** Start of EXCERPTED TEXT **

In part three of my Back To Basics series of QlikView blog posts I look at QVDs. What they are, how to create them and why you should be using them in your QlikView project.
QlikView QVDs play a crucial part in the majority of QlikView implementations. As such I have blogged about their use many times previously; such as in this post on Incremental Loads and this one on Optimised Loads. Now that I am going Back To Basics in this series of posts I felt it was a good point to go back to first principles with QVDs.
What Is A QVD?
At a basic level a QVD is a flat data file with the extension .qvd. It can store a single table of data (is. each row shares the same column list) and is typically created in the load script of a QVW file. The structure of the file is essentially an XML format, with various bits of header information stored at the top of the file and the rest of the data beneath. One of the beauties of a QVD file is that it is compressed on creation using the same algorithms as QlikView uses to store data in memory – so the files can be incredibly small for the amount of data they contain. Loading from QVD back into memory is blindingly fast as the format of the file mirrors how QlikView addresses data in RAM.
Why Should You Use QVDs?

** End of EXCERPTED TEXT **
** Start of GIVEN DATA **

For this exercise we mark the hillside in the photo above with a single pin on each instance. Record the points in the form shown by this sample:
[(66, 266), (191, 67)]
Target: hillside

** End of GIVEN DATA **

INSTRUCTIONS -
- a) Write out the part of the post on QlikView QVDs that opens with the words containing "In part three" and closes with "principles with QVDs.".
- b) Render this sentence from the post on QlikView QVDs in Spanish: "At a basic level a QVD is a flat data file with the extension .qvd."

ANSWERS FOR THE EXERCISE -
- a)
In part three of my Back To Basics series of QlikView blog posts I look at QVDs. What they are, how to create them and why you should be using them in your QlikView project.
QlikView QVDs play a crucial part in the majority of QlikView implementations. As such I have blogged about their use many times previously; such as in this post on Incremental Loads and this one on Optimised Loads. Now that I am going Back To Basics in this series of posts I felt it was a good point to go back to first principles with QVDs.

- b) A nivel básico, un QVD es un archivo de datos plano con la extensión .qvd.